В опросах общественного мнения идею объек­тивности связывают с фактом формулирования вопро­сов в наиболее нейтральных терминах ради того, чтобы уравнять шансы всех возможных ответов. На самом деле, опрос оказался бы ближе к тому, что происходит в реальности, если бы в полное нарушение правил "объективности" предоставлял респондентам средства ставить себя в такие условия, в каких они фактически находятся в реальности, т. е. апеллировал бы к уже сформулированным мнениям. И если бы вместо того, чтобы спрашивать, например, "Существуют люди, одобряющие регулирование рождаемости, есть и другие — неодобряющие. А Вы..?", предлагалась бы серия по­зиций, явно выраженных группами, облеченными до­верием на формирование и распространение мнений, люди могли бы определиться относительно уже сфор­мировавшихся ответов. Обычно говорят о "выборе по­зиции": позиции уже предусмотрены и их выбирают. Между тем, их не выбирают случайно. Останавливают свой выбор на тех позициях, к избранию которых пред­расположены в соответствии с позицией, уже занимае­мой в каком-либо поле. Строгий анализ как раз нацелен на объяснение связей между структурой вырабатываемых позиций, и структурой поля объективно занимае­мых позиций.

Если опросы общественного мнения плохо ухва­тывают потенциальные состояния мнения, точнее — его движение, то причиной тому, в числе прочих, со­вершенно искусственная обстановка, в которой мне­ния людей опросами регистрируются. В обстановке, когда формируется общественное мнение, особенно в обстановке кризиса, люди оказываются перед сформи­ровавшимися мнениями, перед мнениями, поддержи­ваемыми отдельными группами, и таким образом вы­бирать между мнениями со всей очевидностью означает выбирать между группами. Таков принцип эффекта политизации, производимого кризисом: при­ходится выбирать между группами, определившимися политически, и все более определять выбор эксплицит­но политическими принципами. Действительно, мне представляется важным то, что опрос общественного мнения трактует это мнение как простую сумму инди­видуальных мнений, сбор которых происходит в ситу­ации подобной процедуре тайного голосования, когда индивид направляется в кабину, чтобы без свидетелей, в изоляции выразить свое отдельное мнение. В реаль­ной обстановке мнения становятся силами, а соотно­шение мнений — силовыми конфликтами между груп­пами.

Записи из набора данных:
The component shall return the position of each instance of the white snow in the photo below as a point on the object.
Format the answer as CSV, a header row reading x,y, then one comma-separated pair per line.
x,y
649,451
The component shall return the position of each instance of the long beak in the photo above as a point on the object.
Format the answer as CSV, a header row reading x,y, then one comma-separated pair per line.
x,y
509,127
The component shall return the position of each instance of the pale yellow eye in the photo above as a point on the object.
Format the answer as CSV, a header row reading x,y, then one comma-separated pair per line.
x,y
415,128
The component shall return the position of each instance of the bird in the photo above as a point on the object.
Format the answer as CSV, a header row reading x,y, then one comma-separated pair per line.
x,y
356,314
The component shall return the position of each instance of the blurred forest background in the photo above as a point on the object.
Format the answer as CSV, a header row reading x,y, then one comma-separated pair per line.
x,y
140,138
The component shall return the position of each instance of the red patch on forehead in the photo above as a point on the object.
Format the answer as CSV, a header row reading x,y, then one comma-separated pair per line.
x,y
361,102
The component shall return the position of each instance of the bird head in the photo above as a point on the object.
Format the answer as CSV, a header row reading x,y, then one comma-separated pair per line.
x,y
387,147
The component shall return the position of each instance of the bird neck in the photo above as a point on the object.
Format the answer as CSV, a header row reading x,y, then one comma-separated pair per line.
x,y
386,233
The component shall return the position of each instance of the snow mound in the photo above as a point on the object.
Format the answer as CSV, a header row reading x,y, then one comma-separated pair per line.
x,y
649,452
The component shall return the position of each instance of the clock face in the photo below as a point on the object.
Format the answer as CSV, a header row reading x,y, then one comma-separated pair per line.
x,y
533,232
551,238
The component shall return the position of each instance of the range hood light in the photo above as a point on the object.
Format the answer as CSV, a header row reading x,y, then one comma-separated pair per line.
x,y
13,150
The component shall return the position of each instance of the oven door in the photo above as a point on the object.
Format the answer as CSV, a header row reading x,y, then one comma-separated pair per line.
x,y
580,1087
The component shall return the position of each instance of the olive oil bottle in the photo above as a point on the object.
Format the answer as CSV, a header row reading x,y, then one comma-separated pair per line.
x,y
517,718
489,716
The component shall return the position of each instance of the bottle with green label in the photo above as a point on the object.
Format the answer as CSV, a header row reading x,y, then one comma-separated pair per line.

» **Задания**
**a.** Определите, согласуются ли с текстом об опросах общественного мнения следующие утверждения: (i) позиции выбирают случайно; (ii) опрос трактует общественное мнение как простую сумму отдельных мнений; (iii) в реальной обстановке мнения становятся силами. На каждое ответьте «да» или «нет» и приведите решающие слова текста точной цитатой.
**b.** Перечислите все виды обстановки, которые упоминаются в тексте об опросах общественного мнения.

» **Ответы**
**a.**
(i) Нет: «Между тем, их не выбирают случайно.»
(ii) Да: «опрос общественного мнения трактует это мнение как простую сумму»
(iii) Да: «мнения становятся силами»

**b.**
1. Совершенно искусственная обстановка, в которой опросы регистрируют мнения людей.
2. Обстановка, когда формируется общественное мнение.
3. Обстановка кризиса.
4. Реальная обстановка, в которой мнения становятся силами.